Task prompt: Could you turn the lines below into a numbered list, skipping blank lines and leaving out the pictures?

The input:
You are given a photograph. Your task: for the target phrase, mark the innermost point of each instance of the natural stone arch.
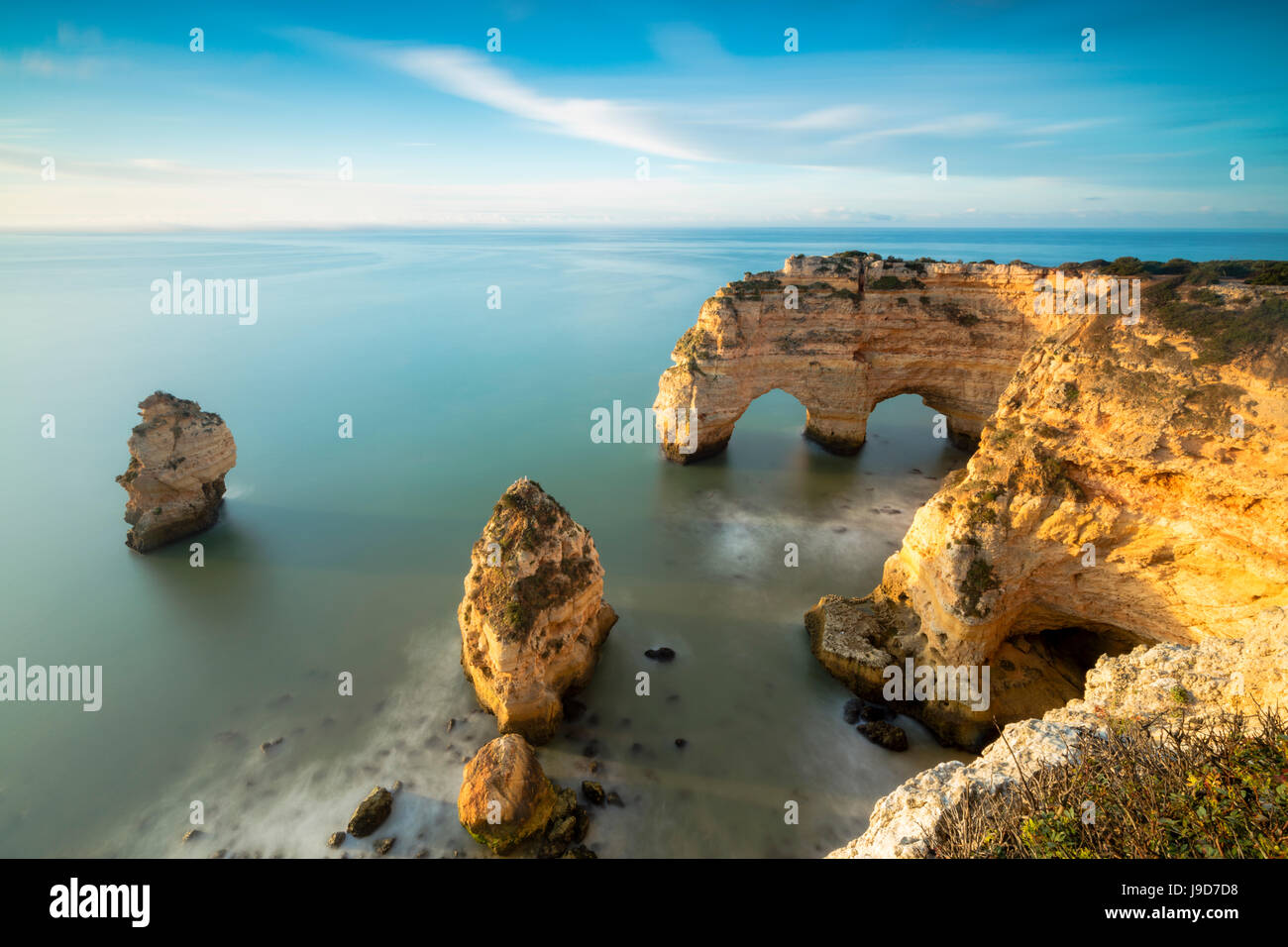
(952, 334)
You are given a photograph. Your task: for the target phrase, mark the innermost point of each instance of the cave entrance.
(901, 438)
(1082, 647)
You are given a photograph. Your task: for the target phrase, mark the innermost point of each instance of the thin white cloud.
(469, 75)
(954, 125)
(829, 119)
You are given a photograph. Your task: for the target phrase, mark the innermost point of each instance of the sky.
(317, 115)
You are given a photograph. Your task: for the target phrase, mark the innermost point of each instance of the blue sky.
(146, 134)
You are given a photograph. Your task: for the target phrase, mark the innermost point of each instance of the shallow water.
(348, 556)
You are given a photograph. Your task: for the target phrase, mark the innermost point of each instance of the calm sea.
(348, 554)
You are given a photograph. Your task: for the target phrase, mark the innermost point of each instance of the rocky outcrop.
(533, 615)
(175, 480)
(1154, 685)
(372, 813)
(507, 804)
(1132, 486)
(842, 334)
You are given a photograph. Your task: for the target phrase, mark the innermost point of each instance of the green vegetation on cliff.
(1176, 792)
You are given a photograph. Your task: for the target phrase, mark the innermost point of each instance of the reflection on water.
(348, 556)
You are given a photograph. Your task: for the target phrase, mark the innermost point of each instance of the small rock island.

Answer to the problem:
1. You are given a photograph. Your task: for the target phrase, mark the innermost point of each instance of the natural stone arch.
2. (952, 334)
3. You are given a photograph. Your task: for the target phrase, mark the innermost point of each instance of the cave entrance.
4. (901, 438)
5. (1082, 647)
6. You are given a photograph. Your task: for the target phrase, mark the innermost point of each instance of the thin white cloud.
7. (469, 75)
8. (954, 125)
9. (829, 119)
10. You are given a photograph. Your task: for the target phrase, mark the innermost point of each instance of the sky.
11. (317, 115)
12. You are given a photograph. Your task: for the target phrase, mark the innermost point of each instance of the blue sky.
13. (146, 134)
14. You are given a photograph. Your task: for the target phrase, mark the innermost point of each instance of the shallow water.
15. (348, 556)
16. You are given a photograph. Your task: for the target phrase, mark the innermost point of each instance of the calm sea.
17. (348, 554)
18. You are given a photograph. Your task: for the target phrase, mark the innermost point of each instance of the rocky outcrop.
19. (533, 615)
20. (175, 480)
21. (1154, 685)
22. (372, 813)
23. (507, 804)
24. (1132, 486)
25. (842, 334)
26. You are given a photograph. Your task: for the target phrase, mark the innermost point of each instance of the green vegetation on cliff.
27. (1176, 792)
28. You are given a photograph. Your task: for the target phrase, mark the innermost point of each instance of the reflection on water.
29. (348, 556)
30. You are given a photograph. Your task: for the target phrase, mark the innermost point of each instance of the small rock island.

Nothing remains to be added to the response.